● **Set task**:
Restate all of the data exactly.

>> start

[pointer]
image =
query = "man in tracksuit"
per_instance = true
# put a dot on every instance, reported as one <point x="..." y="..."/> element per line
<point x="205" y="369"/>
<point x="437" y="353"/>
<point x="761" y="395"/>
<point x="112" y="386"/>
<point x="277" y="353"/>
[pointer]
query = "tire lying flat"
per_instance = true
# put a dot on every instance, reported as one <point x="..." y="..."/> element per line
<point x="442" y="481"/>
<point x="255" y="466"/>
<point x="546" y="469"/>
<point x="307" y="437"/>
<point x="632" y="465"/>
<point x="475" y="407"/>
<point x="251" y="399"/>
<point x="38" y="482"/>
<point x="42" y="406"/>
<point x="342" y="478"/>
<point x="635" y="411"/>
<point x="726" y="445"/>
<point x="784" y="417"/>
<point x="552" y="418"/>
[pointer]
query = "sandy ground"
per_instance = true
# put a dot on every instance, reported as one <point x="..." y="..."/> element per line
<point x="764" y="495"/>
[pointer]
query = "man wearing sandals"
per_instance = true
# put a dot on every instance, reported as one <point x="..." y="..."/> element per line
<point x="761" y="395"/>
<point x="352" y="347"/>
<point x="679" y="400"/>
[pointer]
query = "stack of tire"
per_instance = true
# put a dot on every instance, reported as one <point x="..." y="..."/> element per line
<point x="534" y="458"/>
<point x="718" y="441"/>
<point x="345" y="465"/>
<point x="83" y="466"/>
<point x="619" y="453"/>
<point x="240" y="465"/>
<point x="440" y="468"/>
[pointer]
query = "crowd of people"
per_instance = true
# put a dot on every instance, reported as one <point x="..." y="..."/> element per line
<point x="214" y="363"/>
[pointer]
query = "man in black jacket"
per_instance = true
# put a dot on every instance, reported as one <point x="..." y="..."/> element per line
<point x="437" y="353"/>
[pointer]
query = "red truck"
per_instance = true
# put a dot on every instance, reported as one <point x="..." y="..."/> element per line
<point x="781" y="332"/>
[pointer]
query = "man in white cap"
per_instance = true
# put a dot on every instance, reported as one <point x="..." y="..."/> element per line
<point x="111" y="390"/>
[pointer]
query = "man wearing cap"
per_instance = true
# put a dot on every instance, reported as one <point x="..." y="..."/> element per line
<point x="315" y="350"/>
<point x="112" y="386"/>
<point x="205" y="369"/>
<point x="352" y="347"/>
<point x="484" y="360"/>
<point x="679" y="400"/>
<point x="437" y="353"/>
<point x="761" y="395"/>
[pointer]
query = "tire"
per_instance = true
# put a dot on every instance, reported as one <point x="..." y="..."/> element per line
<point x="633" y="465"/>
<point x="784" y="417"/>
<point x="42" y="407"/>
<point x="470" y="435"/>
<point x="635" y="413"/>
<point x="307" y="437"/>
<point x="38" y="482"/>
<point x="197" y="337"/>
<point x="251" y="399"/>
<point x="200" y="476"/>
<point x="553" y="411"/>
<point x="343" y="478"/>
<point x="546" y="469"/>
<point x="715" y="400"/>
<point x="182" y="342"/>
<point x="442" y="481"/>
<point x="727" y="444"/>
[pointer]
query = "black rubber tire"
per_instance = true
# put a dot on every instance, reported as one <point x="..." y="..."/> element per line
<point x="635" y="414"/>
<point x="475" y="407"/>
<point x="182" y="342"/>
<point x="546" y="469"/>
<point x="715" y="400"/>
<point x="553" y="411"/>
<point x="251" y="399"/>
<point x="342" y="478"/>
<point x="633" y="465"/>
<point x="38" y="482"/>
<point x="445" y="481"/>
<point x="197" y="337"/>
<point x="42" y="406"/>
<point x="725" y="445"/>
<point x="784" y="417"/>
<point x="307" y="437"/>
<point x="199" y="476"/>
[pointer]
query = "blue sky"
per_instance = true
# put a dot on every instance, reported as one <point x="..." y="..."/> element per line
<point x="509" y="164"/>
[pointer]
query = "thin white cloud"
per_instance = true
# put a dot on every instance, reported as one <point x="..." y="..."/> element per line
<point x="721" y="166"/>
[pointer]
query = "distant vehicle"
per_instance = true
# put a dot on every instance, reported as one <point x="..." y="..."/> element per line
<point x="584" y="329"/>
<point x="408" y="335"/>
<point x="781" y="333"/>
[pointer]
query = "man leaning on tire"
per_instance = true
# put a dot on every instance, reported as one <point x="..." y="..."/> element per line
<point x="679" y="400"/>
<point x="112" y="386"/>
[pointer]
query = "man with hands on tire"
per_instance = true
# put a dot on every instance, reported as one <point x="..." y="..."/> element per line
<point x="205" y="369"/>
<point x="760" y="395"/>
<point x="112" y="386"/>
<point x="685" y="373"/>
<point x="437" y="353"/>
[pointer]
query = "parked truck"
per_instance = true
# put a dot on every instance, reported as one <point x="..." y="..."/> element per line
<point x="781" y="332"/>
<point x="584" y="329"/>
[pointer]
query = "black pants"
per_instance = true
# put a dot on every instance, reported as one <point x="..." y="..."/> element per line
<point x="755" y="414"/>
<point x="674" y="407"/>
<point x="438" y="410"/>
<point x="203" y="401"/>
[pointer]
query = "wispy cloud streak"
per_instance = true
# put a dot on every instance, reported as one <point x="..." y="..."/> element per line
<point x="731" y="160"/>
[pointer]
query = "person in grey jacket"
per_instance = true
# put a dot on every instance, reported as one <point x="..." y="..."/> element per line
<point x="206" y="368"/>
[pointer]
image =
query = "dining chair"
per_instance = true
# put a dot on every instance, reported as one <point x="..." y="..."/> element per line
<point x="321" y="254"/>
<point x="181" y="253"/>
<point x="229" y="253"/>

>> end

● **Reply to the task**:
[pointer]
image =
query = "man in tracksuit"
per_instance = true
# put a dot on every instance, reported as one <point x="..." y="..."/> element per line
<point x="205" y="369"/>
<point x="437" y="353"/>
<point x="761" y="395"/>
<point x="112" y="386"/>
<point x="277" y="353"/>
[pointer]
query = "tire lying flat"
per_instance = true
# put a dot on every instance, reported as one <point x="..." y="..."/> element per line
<point x="442" y="481"/>
<point x="255" y="466"/>
<point x="546" y="469"/>
<point x="307" y="437"/>
<point x="632" y="465"/>
<point x="475" y="407"/>
<point x="251" y="399"/>
<point x="38" y="482"/>
<point x="42" y="406"/>
<point x="342" y="478"/>
<point x="635" y="411"/>
<point x="726" y="445"/>
<point x="784" y="417"/>
<point x="552" y="418"/>
[pointer]
query = "sandy ground"
per_instance = true
# put a dot on every instance, reported as one <point x="..." y="..."/> element per line
<point x="764" y="495"/>
[pointer]
query = "man wearing sandals"
per_instance = true
# put a dot on every instance, reported as one <point x="..." y="..."/> element per line
<point x="761" y="395"/>
<point x="352" y="347"/>
<point x="679" y="400"/>
[pointer]
query = "stack of tire"
per_instance = true
# put a dot on every instance, reported as one <point x="..." y="..."/> element per line
<point x="534" y="458"/>
<point x="718" y="441"/>
<point x="345" y="465"/>
<point x="83" y="466"/>
<point x="619" y="453"/>
<point x="240" y="465"/>
<point x="440" y="468"/>
[pointer]
query = "crowd of people"
per_instance = true
# put a dot on every instance, reported as one <point x="..." y="..."/> element per line
<point x="214" y="363"/>
[pointer]
query = "man in black jacket"
per_instance = true
# put a dot on every instance, reported as one <point x="..." y="..."/> element per line
<point x="437" y="353"/>
[pointer]
query = "red truck"
per_instance = true
# put a dot on every instance, reported as one <point x="..." y="..."/> element per line
<point x="781" y="332"/>
[pointer]
query = "man in white cap"
per_instance = true
# put a dot on every instance, reported as one <point x="..." y="..."/> element per line
<point x="111" y="390"/>
[pointer]
query = "man wearing cap"
per_instance = true
# put a dot on every instance, reported as one <point x="..." y="..."/> element per line
<point x="315" y="350"/>
<point x="112" y="386"/>
<point x="205" y="369"/>
<point x="352" y="347"/>
<point x="484" y="360"/>
<point x="679" y="400"/>
<point x="437" y="353"/>
<point x="761" y="395"/>
[pointer]
query = "tire"
per_instance = true
# put a dot on every instance, reported as one <point x="..." y="..."/> element per line
<point x="633" y="465"/>
<point x="784" y="417"/>
<point x="42" y="407"/>
<point x="470" y="435"/>
<point x="635" y="413"/>
<point x="307" y="437"/>
<point x="38" y="482"/>
<point x="197" y="337"/>
<point x="251" y="399"/>
<point x="200" y="476"/>
<point x="553" y="411"/>
<point x="343" y="478"/>
<point x="546" y="469"/>
<point x="715" y="400"/>
<point x="182" y="342"/>
<point x="442" y="481"/>
<point x="727" y="444"/>
[pointer]
query = "black rubber tire"
per_instance = true
# put a dot on every instance, reported as one <point x="..." y="..."/> element per line
<point x="635" y="414"/>
<point x="475" y="407"/>
<point x="182" y="342"/>
<point x="546" y="469"/>
<point x="715" y="400"/>
<point x="553" y="411"/>
<point x="251" y="399"/>
<point x="342" y="478"/>
<point x="633" y="465"/>
<point x="38" y="482"/>
<point x="445" y="481"/>
<point x="197" y="337"/>
<point x="42" y="406"/>
<point x="725" y="445"/>
<point x="784" y="417"/>
<point x="307" y="437"/>
<point x="199" y="476"/>
[pointer]
query = "blue sky"
per_instance = true
# put a dot on every instance, reported as one <point x="..." y="..."/> element per line
<point x="509" y="164"/>
[pointer]
query = "thin white cloud"
per_instance = true
# put a dot on every instance, reported as one <point x="..." y="..."/> element per line
<point x="721" y="166"/>
[pointer]
query = "distant vehicle"
per_instance = true
# put a dot on every instance, reported as one <point x="..." y="..."/> element per line
<point x="584" y="329"/>
<point x="408" y="335"/>
<point x="781" y="333"/>
[pointer]
query = "man leaning on tire"
per_instance = true
# put a dot on every instance, reported as one <point x="..." y="..."/> element per line
<point x="679" y="400"/>
<point x="112" y="386"/>
[pointer]
query = "man with hands on tire"
per_instance = true
# put a dot on every instance, reported as one <point x="..." y="..."/> element per line
<point x="205" y="369"/>
<point x="760" y="395"/>
<point x="112" y="386"/>
<point x="685" y="373"/>
<point x="437" y="353"/>
[pointer]
query = "parked truck"
per_instance = true
# put a dot on every instance, reported as one <point x="..." y="..."/> element per line
<point x="781" y="332"/>
<point x="584" y="329"/>
[pointer]
query = "black pants"
per_instance = true
# put a dot on every instance, reported as one <point x="..." y="..."/> element per line
<point x="755" y="414"/>
<point x="674" y="407"/>
<point x="438" y="410"/>
<point x="203" y="401"/>
[pointer]
query = "wispy cloud streak"
per_instance = true
# put a dot on every instance, reported as one <point x="..." y="..."/> element per line
<point x="731" y="160"/>
[pointer]
query = "person in grey jacket"
per_instance = true
# put a dot on every instance, reported as one <point x="..." y="..."/> element per line
<point x="206" y="368"/>
[pointer]
image =
query = "dining chair"
per_instance = true
# put a dot on every instance, reported as one <point x="..." y="..."/> element per line
<point x="321" y="254"/>
<point x="181" y="253"/>
<point x="229" y="253"/>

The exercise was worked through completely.